Given problem - Which lines in the rows below contain the word "green"? Find each of them and copy it out in full.

Data supplied -
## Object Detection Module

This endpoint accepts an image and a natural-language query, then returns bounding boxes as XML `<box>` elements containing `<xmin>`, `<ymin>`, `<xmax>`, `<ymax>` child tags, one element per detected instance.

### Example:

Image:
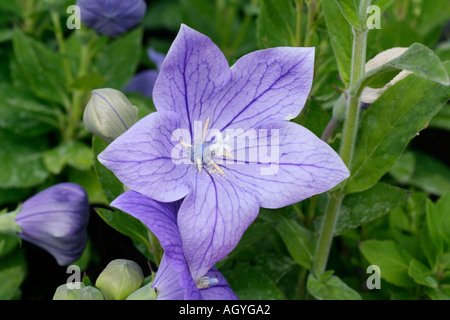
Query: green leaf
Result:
<box><xmin>96</xmin><ymin>208</ymin><xmax>151</xmax><ymax>255</ymax></box>
<box><xmin>389</xmin><ymin>152</ymin><xmax>416</xmax><ymax>184</ymax></box>
<box><xmin>426</xmin><ymin>192</ymin><xmax>450</xmax><ymax>253</ymax></box>
<box><xmin>334</xmin><ymin>182</ymin><xmax>408</xmax><ymax>235</ymax></box>
<box><xmin>92</xmin><ymin>135</ymin><xmax>124</xmax><ymax>202</ymax></box>
<box><xmin>0</xmin><ymin>132</ymin><xmax>49</xmax><ymax>188</ymax></box>
<box><xmin>430</xmin><ymin>104</ymin><xmax>450</xmax><ymax>131</ymax></box>
<box><xmin>372</xmin><ymin>0</ymin><xmax>395</xmax><ymax>13</ymax></box>
<box><xmin>334</xmin><ymin>0</ymin><xmax>362</xmax><ymax>30</ymax></box>
<box><xmin>277</xmin><ymin>218</ymin><xmax>315</xmax><ymax>269</ymax></box>
<box><xmin>224</xmin><ymin>262</ymin><xmax>285</xmax><ymax>300</ymax></box>
<box><xmin>256</xmin><ymin>0</ymin><xmax>298</xmax><ymax>48</ymax></box>
<box><xmin>0</xmin><ymin>84</ymin><xmax>64</xmax><ymax>137</ymax></box>
<box><xmin>408</xmin><ymin>259</ymin><xmax>439</xmax><ymax>288</ymax></box>
<box><xmin>0</xmin><ymin>250</ymin><xmax>27</xmax><ymax>300</ymax></box>
<box><xmin>44</xmin><ymin>141</ymin><xmax>94</xmax><ymax>174</ymax></box>
<box><xmin>359</xmin><ymin>240</ymin><xmax>414</xmax><ymax>287</ymax></box>
<box><xmin>96</xmin><ymin>28</ymin><xmax>143</xmax><ymax>90</ymax></box>
<box><xmin>352</xmin><ymin>43</ymin><xmax>450</xmax><ymax>94</ymax></box>
<box><xmin>13</xmin><ymin>29</ymin><xmax>68</xmax><ymax>104</ymax></box>
<box><xmin>408</xmin><ymin>152</ymin><xmax>450</xmax><ymax>196</ymax></box>
<box><xmin>345</xmin><ymin>62</ymin><xmax>450</xmax><ymax>193</ymax></box>
<box><xmin>306</xmin><ymin>273</ymin><xmax>361</xmax><ymax>300</ymax></box>
<box><xmin>69</xmin><ymin>73</ymin><xmax>105</xmax><ymax>91</ymax></box>
<box><xmin>322</xmin><ymin>1</ymin><xmax>353</xmax><ymax>86</ymax></box>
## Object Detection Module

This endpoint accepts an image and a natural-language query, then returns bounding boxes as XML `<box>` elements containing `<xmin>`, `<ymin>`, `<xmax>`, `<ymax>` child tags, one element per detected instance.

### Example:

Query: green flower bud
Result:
<box><xmin>333</xmin><ymin>94</ymin><xmax>347</xmax><ymax>121</ymax></box>
<box><xmin>78</xmin><ymin>286</ymin><xmax>105</xmax><ymax>300</ymax></box>
<box><xmin>361</xmin><ymin>48</ymin><xmax>411</xmax><ymax>103</ymax></box>
<box><xmin>53</xmin><ymin>282</ymin><xmax>85</xmax><ymax>300</ymax></box>
<box><xmin>126</xmin><ymin>283</ymin><xmax>156</xmax><ymax>300</ymax></box>
<box><xmin>95</xmin><ymin>259</ymin><xmax>144</xmax><ymax>300</ymax></box>
<box><xmin>83</xmin><ymin>88</ymin><xmax>138</xmax><ymax>142</ymax></box>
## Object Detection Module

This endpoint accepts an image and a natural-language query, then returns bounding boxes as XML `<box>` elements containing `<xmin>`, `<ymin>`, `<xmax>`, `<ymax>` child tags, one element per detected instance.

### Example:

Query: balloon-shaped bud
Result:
<box><xmin>95</xmin><ymin>259</ymin><xmax>144</xmax><ymax>300</ymax></box>
<box><xmin>83</xmin><ymin>88</ymin><xmax>138</xmax><ymax>142</ymax></box>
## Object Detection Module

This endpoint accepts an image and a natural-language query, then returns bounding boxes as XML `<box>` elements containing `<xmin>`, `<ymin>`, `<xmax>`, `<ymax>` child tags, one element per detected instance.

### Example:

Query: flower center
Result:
<box><xmin>180</xmin><ymin>118</ymin><xmax>232</xmax><ymax>174</ymax></box>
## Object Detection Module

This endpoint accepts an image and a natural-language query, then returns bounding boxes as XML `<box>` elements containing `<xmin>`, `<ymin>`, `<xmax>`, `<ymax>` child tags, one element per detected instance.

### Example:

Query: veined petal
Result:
<box><xmin>153</xmin><ymin>25</ymin><xmax>231</xmax><ymax>135</ymax></box>
<box><xmin>178</xmin><ymin>171</ymin><xmax>259</xmax><ymax>279</ymax></box>
<box><xmin>200</xmin><ymin>267</ymin><xmax>239</xmax><ymax>300</ymax></box>
<box><xmin>98</xmin><ymin>112</ymin><xmax>192</xmax><ymax>202</ymax></box>
<box><xmin>111</xmin><ymin>191</ymin><xmax>186</xmax><ymax>272</ymax></box>
<box><xmin>211</xmin><ymin>47</ymin><xmax>314</xmax><ymax>131</ymax></box>
<box><xmin>152</xmin><ymin>254</ymin><xmax>202</xmax><ymax>300</ymax></box>
<box><xmin>223</xmin><ymin>121</ymin><xmax>349</xmax><ymax>208</ymax></box>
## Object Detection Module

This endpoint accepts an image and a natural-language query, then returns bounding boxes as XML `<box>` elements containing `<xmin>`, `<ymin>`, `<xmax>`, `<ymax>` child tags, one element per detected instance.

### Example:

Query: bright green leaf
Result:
<box><xmin>0</xmin><ymin>132</ymin><xmax>49</xmax><ymax>188</ymax></box>
<box><xmin>224</xmin><ymin>263</ymin><xmax>284</xmax><ymax>300</ymax></box>
<box><xmin>13</xmin><ymin>29</ymin><xmax>68</xmax><ymax>104</ymax></box>
<box><xmin>334</xmin><ymin>0</ymin><xmax>362</xmax><ymax>29</ymax></box>
<box><xmin>0</xmin><ymin>250</ymin><xmax>27</xmax><ymax>300</ymax></box>
<box><xmin>307</xmin><ymin>273</ymin><xmax>361</xmax><ymax>300</ymax></box>
<box><xmin>277</xmin><ymin>218</ymin><xmax>315</xmax><ymax>269</ymax></box>
<box><xmin>44</xmin><ymin>141</ymin><xmax>94</xmax><ymax>174</ymax></box>
<box><xmin>359</xmin><ymin>240</ymin><xmax>414</xmax><ymax>287</ymax></box>
<box><xmin>92</xmin><ymin>135</ymin><xmax>124</xmax><ymax>202</ymax></box>
<box><xmin>322</xmin><ymin>1</ymin><xmax>353</xmax><ymax>85</ymax></box>
<box><xmin>408</xmin><ymin>259</ymin><xmax>439</xmax><ymax>288</ymax></box>
<box><xmin>96</xmin><ymin>28</ymin><xmax>143</xmax><ymax>90</ymax></box>
<box><xmin>345</xmin><ymin>62</ymin><xmax>450</xmax><ymax>193</ymax></box>
<box><xmin>335</xmin><ymin>182</ymin><xmax>408</xmax><ymax>235</ymax></box>
<box><xmin>256</xmin><ymin>0</ymin><xmax>298</xmax><ymax>48</ymax></box>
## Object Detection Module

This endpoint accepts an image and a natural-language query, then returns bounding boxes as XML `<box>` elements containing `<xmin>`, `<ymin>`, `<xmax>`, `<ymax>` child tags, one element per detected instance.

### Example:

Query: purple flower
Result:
<box><xmin>77</xmin><ymin>0</ymin><xmax>147</xmax><ymax>37</ymax></box>
<box><xmin>16</xmin><ymin>183</ymin><xmax>89</xmax><ymax>265</ymax></box>
<box><xmin>99</xmin><ymin>25</ymin><xmax>349</xmax><ymax>279</ymax></box>
<box><xmin>123</xmin><ymin>48</ymin><xmax>165</xmax><ymax>97</ymax></box>
<box><xmin>111</xmin><ymin>191</ymin><xmax>237</xmax><ymax>300</ymax></box>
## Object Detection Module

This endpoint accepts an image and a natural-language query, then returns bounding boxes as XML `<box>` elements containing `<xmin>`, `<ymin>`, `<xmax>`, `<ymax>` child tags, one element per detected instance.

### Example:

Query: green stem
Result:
<box><xmin>313</xmin><ymin>0</ymin><xmax>371</xmax><ymax>276</ymax></box>
<box><xmin>0</xmin><ymin>210</ymin><xmax>22</xmax><ymax>235</ymax></box>
<box><xmin>50</xmin><ymin>11</ymin><xmax>73</xmax><ymax>83</ymax></box>
<box><xmin>295</xmin><ymin>0</ymin><xmax>303</xmax><ymax>47</ymax></box>
<box><xmin>313</xmin><ymin>193</ymin><xmax>344</xmax><ymax>276</ymax></box>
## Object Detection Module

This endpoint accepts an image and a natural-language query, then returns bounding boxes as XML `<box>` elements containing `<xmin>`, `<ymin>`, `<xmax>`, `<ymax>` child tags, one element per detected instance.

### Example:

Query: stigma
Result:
<box><xmin>180</xmin><ymin>118</ymin><xmax>233</xmax><ymax>175</ymax></box>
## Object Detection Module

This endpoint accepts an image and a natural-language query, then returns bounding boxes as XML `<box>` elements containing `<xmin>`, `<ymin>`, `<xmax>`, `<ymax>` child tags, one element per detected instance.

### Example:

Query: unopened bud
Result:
<box><xmin>361</xmin><ymin>47</ymin><xmax>411</xmax><ymax>103</ymax></box>
<box><xmin>95</xmin><ymin>259</ymin><xmax>144</xmax><ymax>300</ymax></box>
<box><xmin>127</xmin><ymin>283</ymin><xmax>157</xmax><ymax>300</ymax></box>
<box><xmin>83</xmin><ymin>88</ymin><xmax>138</xmax><ymax>142</ymax></box>
<box><xmin>78</xmin><ymin>286</ymin><xmax>105</xmax><ymax>300</ymax></box>
<box><xmin>53</xmin><ymin>282</ymin><xmax>85</xmax><ymax>300</ymax></box>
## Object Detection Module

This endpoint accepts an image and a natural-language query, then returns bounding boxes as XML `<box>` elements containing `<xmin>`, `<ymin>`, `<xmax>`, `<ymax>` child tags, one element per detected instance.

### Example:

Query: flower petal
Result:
<box><xmin>123</xmin><ymin>70</ymin><xmax>158</xmax><ymax>97</ymax></box>
<box><xmin>111</xmin><ymin>191</ymin><xmax>186</xmax><ymax>272</ymax></box>
<box><xmin>98</xmin><ymin>112</ymin><xmax>192</xmax><ymax>202</ymax></box>
<box><xmin>211</xmin><ymin>47</ymin><xmax>314</xmax><ymax>131</ymax></box>
<box><xmin>153</xmin><ymin>25</ymin><xmax>231</xmax><ymax>135</ymax></box>
<box><xmin>223</xmin><ymin>121</ymin><xmax>349</xmax><ymax>208</ymax></box>
<box><xmin>200</xmin><ymin>267</ymin><xmax>239</xmax><ymax>300</ymax></box>
<box><xmin>152</xmin><ymin>253</ymin><xmax>202</xmax><ymax>300</ymax></box>
<box><xmin>16</xmin><ymin>183</ymin><xmax>89</xmax><ymax>265</ymax></box>
<box><xmin>178</xmin><ymin>170</ymin><xmax>259</xmax><ymax>279</ymax></box>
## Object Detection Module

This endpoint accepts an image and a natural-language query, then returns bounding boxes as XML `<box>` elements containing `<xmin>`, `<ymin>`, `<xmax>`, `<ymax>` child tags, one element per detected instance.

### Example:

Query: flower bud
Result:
<box><xmin>95</xmin><ymin>259</ymin><xmax>144</xmax><ymax>300</ymax></box>
<box><xmin>16</xmin><ymin>183</ymin><xmax>89</xmax><ymax>265</ymax></box>
<box><xmin>83</xmin><ymin>88</ymin><xmax>138</xmax><ymax>142</ymax></box>
<box><xmin>53</xmin><ymin>282</ymin><xmax>85</xmax><ymax>300</ymax></box>
<box><xmin>78</xmin><ymin>286</ymin><xmax>105</xmax><ymax>300</ymax></box>
<box><xmin>77</xmin><ymin>0</ymin><xmax>147</xmax><ymax>37</ymax></box>
<box><xmin>126</xmin><ymin>283</ymin><xmax>156</xmax><ymax>300</ymax></box>
<box><xmin>361</xmin><ymin>47</ymin><xmax>411</xmax><ymax>104</ymax></box>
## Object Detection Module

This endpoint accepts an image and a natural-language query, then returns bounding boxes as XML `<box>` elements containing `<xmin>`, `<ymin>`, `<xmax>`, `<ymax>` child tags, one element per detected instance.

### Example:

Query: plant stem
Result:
<box><xmin>295</xmin><ymin>0</ymin><xmax>303</xmax><ymax>47</ymax></box>
<box><xmin>313</xmin><ymin>193</ymin><xmax>344</xmax><ymax>276</ymax></box>
<box><xmin>313</xmin><ymin>0</ymin><xmax>371</xmax><ymax>276</ymax></box>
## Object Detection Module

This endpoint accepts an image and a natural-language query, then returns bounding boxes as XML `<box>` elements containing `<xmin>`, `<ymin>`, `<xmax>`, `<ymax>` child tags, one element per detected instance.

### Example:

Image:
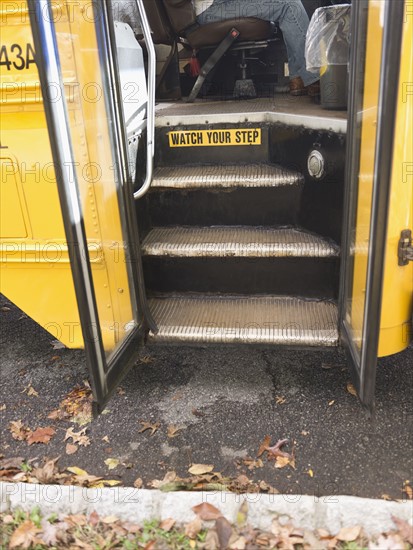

Full response -
Query: green leaf
Query: green flower bud
Query: bright green leaf
Query: green stem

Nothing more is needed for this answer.